→ Instruction:
Convert all the records into a two-column CSV named with the headers "instruction" and "points", one row per instruction. Put its text and its answer each in a single quoted field with line breaks replaced by spaces, and leave out the pictures.

··· Information provided ···

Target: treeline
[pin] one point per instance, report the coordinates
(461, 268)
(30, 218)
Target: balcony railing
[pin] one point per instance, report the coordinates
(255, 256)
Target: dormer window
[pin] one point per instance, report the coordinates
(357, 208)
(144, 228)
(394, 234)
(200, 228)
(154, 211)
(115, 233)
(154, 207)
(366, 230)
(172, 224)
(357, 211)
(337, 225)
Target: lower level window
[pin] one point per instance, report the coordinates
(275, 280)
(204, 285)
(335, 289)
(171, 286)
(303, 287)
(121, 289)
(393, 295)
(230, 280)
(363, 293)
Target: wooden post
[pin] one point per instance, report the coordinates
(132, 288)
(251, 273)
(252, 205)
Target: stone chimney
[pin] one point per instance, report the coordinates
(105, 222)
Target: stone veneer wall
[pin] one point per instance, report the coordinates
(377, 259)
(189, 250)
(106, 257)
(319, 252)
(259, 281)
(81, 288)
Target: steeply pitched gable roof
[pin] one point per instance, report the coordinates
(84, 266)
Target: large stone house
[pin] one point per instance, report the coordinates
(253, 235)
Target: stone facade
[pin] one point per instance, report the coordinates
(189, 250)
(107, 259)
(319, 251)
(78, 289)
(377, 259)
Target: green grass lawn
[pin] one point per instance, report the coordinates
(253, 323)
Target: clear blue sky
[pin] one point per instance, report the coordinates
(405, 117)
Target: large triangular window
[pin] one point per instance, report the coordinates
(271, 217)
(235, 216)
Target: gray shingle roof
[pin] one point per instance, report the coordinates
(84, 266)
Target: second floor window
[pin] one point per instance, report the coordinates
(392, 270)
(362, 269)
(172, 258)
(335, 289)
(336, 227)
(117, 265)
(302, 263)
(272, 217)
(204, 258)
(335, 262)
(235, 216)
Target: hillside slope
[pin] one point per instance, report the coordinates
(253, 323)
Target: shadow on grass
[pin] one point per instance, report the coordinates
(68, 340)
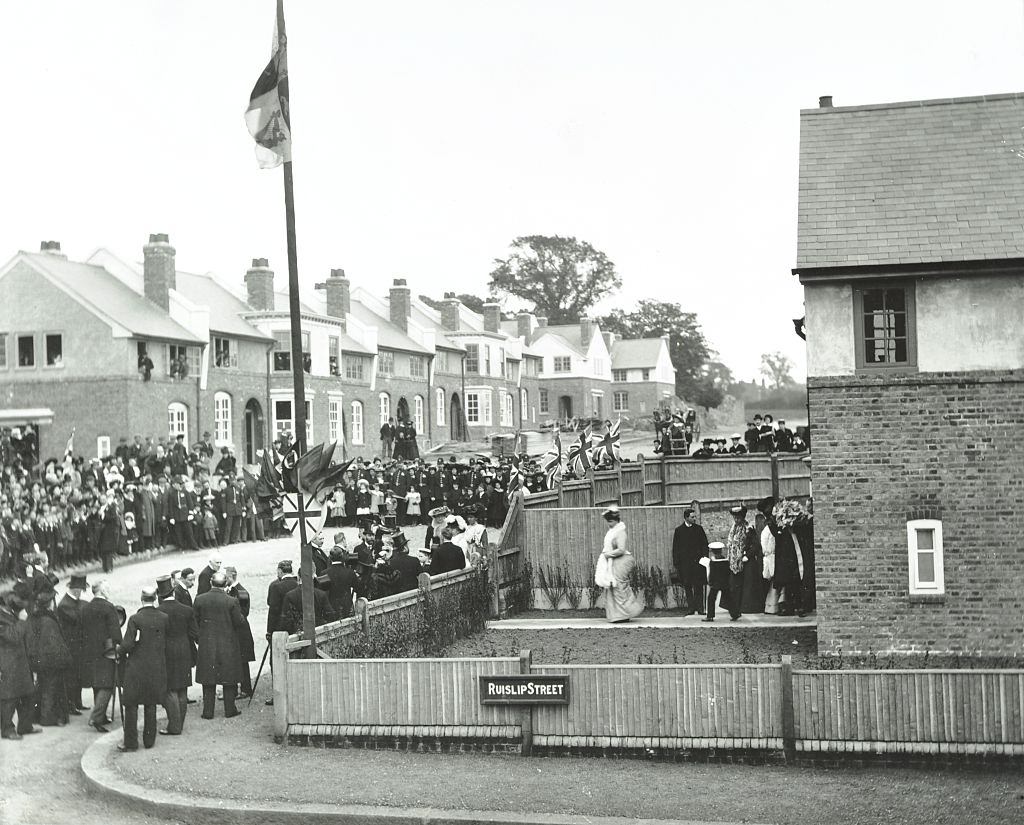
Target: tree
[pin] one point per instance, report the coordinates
(562, 277)
(687, 346)
(473, 302)
(777, 368)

···

→ Exercise answer:
instruction,points
"Target: treeline [pin] one point per instance, report the coordinates","(461, 268) (30, 218)"
"Target: balcony railing [pin] one point per instance, report the coordinates","(255, 256)"
"Target: dormer window [pin] one point per instance, report the coordinates","(357, 208) (144, 228) (394, 234) (200, 228) (154, 211) (115, 233) (154, 207) (366, 230) (172, 224) (357, 211) (337, 225)"
"Target: lower level window [pin] one point per instance, report the coordinates","(275, 280) (204, 285) (335, 289) (171, 286) (303, 287) (121, 289) (393, 295) (230, 280) (363, 293)"
"Target: wooden post [pin] one point per instance, report the coordinates","(132, 288) (251, 273) (252, 205)"
"Target: stone chimney [pin] one point per instance, report the coordinates","(105, 222)"
"Target: stone veneer wall [pin] one point per instance, report the coordinates","(377, 259) (189, 250) (106, 257) (319, 252) (259, 281) (81, 288)"
"Target: steeply pitched gable roof [pin] one point per instance, report the coordinates","(84, 266)"
"Target: large stone house [pin] one point per instance, report the coordinates","(253, 235)"
"Target: stone facade [pin] one point per instance, report the coordinates","(189, 250) (107, 259) (319, 251) (78, 289) (377, 259)"
"Target: green grass lawn [pin] one point per instance, report the coordinates","(253, 323)"
"Target: clear blue sky [pin] one point per instance, report the coordinates","(405, 117)"
"Target: large triangular window [pin] one point per instance, report the coordinates","(271, 217) (235, 216)"
"Target: gray shingle roof [pin] one point per instance, report the coordinates","(84, 266)"
"Target: second floor window [pin] one point per instance, report the coordinates","(392, 270) (362, 269) (172, 258) (335, 289) (336, 227) (117, 265) (302, 263) (272, 217) (204, 258) (335, 262) (235, 216)"
"Target: hillside slope [pin] one point per instance, report the coordinates","(253, 323)"
"Target: shadow on grass [pin] one point per instance, report the coordinates","(68, 340)"
"Target: tree [pin] one point per instance, report the coordinates","(562, 277) (687, 346) (473, 302) (777, 368)"